* [PROBLEM REQUIREMENTS]
Once you find a line containing the word "arrow" in the entries below, copy it.

(Referring expression data)
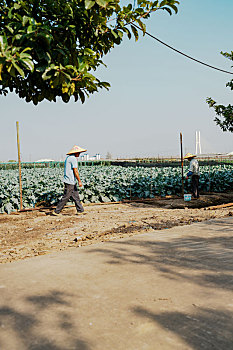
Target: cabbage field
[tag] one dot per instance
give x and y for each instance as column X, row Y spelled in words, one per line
column 106, row 183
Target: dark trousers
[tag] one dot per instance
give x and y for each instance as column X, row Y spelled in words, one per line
column 195, row 186
column 70, row 191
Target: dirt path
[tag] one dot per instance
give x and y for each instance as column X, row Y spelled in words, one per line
column 160, row 290
column 36, row 233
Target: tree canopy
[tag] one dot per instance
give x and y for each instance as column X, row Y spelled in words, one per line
column 224, row 114
column 52, row 48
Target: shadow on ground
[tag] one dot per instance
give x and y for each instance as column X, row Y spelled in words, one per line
column 46, row 325
column 211, row 258
column 206, row 329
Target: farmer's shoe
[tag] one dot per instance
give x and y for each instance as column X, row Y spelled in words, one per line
column 55, row 214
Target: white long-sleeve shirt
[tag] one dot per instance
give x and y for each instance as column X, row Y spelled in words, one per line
column 194, row 167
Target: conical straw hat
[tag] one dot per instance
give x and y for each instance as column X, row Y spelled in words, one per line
column 76, row 149
column 189, row 155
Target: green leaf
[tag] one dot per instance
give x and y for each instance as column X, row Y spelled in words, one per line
column 29, row 64
column 102, row 3
column 89, row 4
column 21, row 72
column 135, row 32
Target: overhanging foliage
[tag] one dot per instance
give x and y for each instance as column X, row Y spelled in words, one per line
column 224, row 114
column 51, row 48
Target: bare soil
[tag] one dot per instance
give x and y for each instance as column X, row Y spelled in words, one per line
column 33, row 233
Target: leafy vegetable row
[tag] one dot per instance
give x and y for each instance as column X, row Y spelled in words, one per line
column 106, row 183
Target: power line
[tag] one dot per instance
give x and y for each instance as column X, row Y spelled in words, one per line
column 181, row 53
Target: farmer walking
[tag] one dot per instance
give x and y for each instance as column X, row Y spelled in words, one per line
column 70, row 175
column 193, row 173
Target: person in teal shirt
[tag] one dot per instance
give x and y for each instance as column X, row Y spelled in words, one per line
column 71, row 174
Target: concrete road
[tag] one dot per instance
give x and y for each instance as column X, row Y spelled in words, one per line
column 168, row 290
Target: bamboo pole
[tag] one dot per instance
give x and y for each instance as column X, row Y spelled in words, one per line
column 19, row 163
column 182, row 162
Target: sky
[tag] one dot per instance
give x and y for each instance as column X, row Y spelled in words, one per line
column 155, row 94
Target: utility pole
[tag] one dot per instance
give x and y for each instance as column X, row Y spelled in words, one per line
column 182, row 162
column 198, row 142
column 19, row 163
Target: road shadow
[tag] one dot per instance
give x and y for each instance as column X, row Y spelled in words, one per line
column 44, row 323
column 204, row 329
column 205, row 261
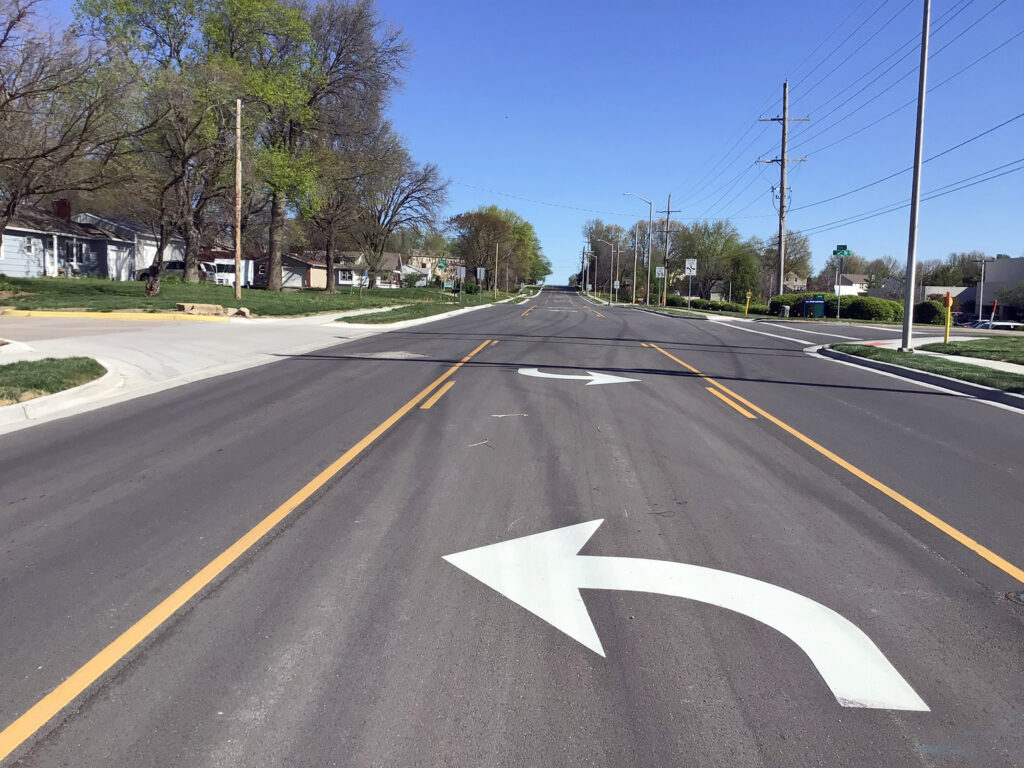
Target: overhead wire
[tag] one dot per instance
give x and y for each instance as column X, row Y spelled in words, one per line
column 965, row 142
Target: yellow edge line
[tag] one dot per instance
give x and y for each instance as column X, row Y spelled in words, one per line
column 730, row 403
column 955, row 534
column 38, row 715
column 116, row 315
column 429, row 402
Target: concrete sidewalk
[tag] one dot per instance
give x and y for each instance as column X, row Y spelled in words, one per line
column 144, row 357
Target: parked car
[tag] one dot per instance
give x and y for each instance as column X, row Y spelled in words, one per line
column 207, row 273
column 998, row 326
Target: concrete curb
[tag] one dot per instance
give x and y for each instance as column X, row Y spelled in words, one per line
column 51, row 404
column 979, row 391
column 115, row 315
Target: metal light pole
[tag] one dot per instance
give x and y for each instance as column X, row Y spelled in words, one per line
column 911, row 250
column 650, row 226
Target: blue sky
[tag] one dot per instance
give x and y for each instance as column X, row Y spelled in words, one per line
column 555, row 109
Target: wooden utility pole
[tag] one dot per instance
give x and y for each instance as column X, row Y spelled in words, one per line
column 238, row 200
column 911, row 249
column 665, row 284
column 782, row 162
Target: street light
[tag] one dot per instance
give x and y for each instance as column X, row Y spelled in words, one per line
column 650, row 225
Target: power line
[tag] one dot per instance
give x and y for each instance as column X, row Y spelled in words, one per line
column 940, row 192
column 903, row 105
column 898, row 173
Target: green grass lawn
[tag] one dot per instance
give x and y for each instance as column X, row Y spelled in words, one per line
column 23, row 381
column 423, row 309
column 1007, row 349
column 100, row 295
column 963, row 371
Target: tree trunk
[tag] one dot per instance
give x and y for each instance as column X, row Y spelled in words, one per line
column 276, row 241
column 190, row 235
column 330, row 265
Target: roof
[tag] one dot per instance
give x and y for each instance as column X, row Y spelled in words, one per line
column 122, row 227
column 32, row 218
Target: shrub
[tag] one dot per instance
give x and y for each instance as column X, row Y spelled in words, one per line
column 932, row 311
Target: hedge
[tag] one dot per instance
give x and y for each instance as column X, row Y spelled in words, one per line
column 931, row 311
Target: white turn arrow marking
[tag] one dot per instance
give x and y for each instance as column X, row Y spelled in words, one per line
column 544, row 573
column 592, row 377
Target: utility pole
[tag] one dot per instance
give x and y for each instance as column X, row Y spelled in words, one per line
column 238, row 201
column 919, row 145
column 782, row 162
column 668, row 215
column 636, row 240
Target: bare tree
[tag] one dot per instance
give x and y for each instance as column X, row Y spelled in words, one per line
column 397, row 194
column 61, row 112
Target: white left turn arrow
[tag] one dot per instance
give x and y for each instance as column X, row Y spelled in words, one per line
column 592, row 377
column 544, row 573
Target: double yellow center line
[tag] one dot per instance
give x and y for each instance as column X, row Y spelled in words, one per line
column 916, row 509
column 39, row 714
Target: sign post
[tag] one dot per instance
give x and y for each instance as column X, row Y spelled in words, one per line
column 949, row 314
column 691, row 269
column 841, row 251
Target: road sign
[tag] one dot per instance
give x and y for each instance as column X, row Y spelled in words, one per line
column 544, row 573
column 592, row 377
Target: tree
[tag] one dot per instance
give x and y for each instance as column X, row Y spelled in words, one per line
column 61, row 112
column 475, row 236
column 798, row 260
column 398, row 194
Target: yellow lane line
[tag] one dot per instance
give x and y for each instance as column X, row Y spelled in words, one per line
column 40, row 713
column 956, row 535
column 429, row 402
column 730, row 403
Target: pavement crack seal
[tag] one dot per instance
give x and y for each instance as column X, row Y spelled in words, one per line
column 53, row 702
column 957, row 536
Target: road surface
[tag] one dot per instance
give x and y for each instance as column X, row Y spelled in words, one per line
column 251, row 569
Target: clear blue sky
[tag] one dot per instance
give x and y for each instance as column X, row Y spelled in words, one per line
column 555, row 109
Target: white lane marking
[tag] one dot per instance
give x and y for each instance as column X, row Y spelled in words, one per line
column 816, row 333
column 760, row 333
column 544, row 573
column 592, row 377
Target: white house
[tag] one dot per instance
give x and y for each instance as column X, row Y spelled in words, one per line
column 38, row 243
column 141, row 238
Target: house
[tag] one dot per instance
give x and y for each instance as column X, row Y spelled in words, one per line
column 297, row 271
column 851, row 285
column 141, row 238
column 793, row 283
column 39, row 243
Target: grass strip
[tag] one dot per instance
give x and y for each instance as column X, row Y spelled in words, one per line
column 1006, row 349
column 101, row 295
column 28, row 379
column 964, row 371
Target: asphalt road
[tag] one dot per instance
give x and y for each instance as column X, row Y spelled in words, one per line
column 343, row 637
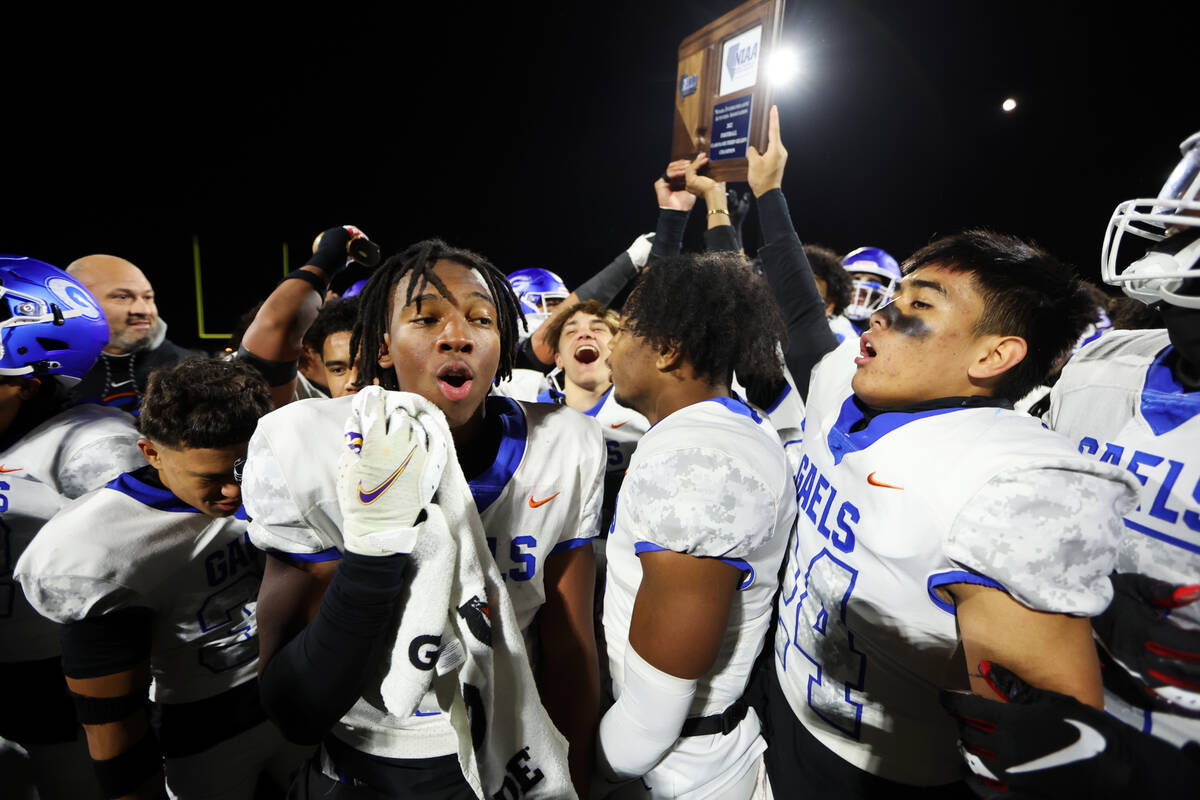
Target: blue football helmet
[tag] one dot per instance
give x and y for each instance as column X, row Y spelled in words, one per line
column 1171, row 222
column 871, row 293
column 49, row 323
column 539, row 290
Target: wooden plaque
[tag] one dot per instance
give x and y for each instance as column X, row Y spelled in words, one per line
column 723, row 95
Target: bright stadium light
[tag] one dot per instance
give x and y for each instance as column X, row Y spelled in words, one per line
column 784, row 66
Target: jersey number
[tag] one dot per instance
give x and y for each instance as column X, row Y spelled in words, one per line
column 234, row 608
column 827, row 645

* [FINAL ANSWER]
Target: white turn arrow marking
Target: white left turn arrow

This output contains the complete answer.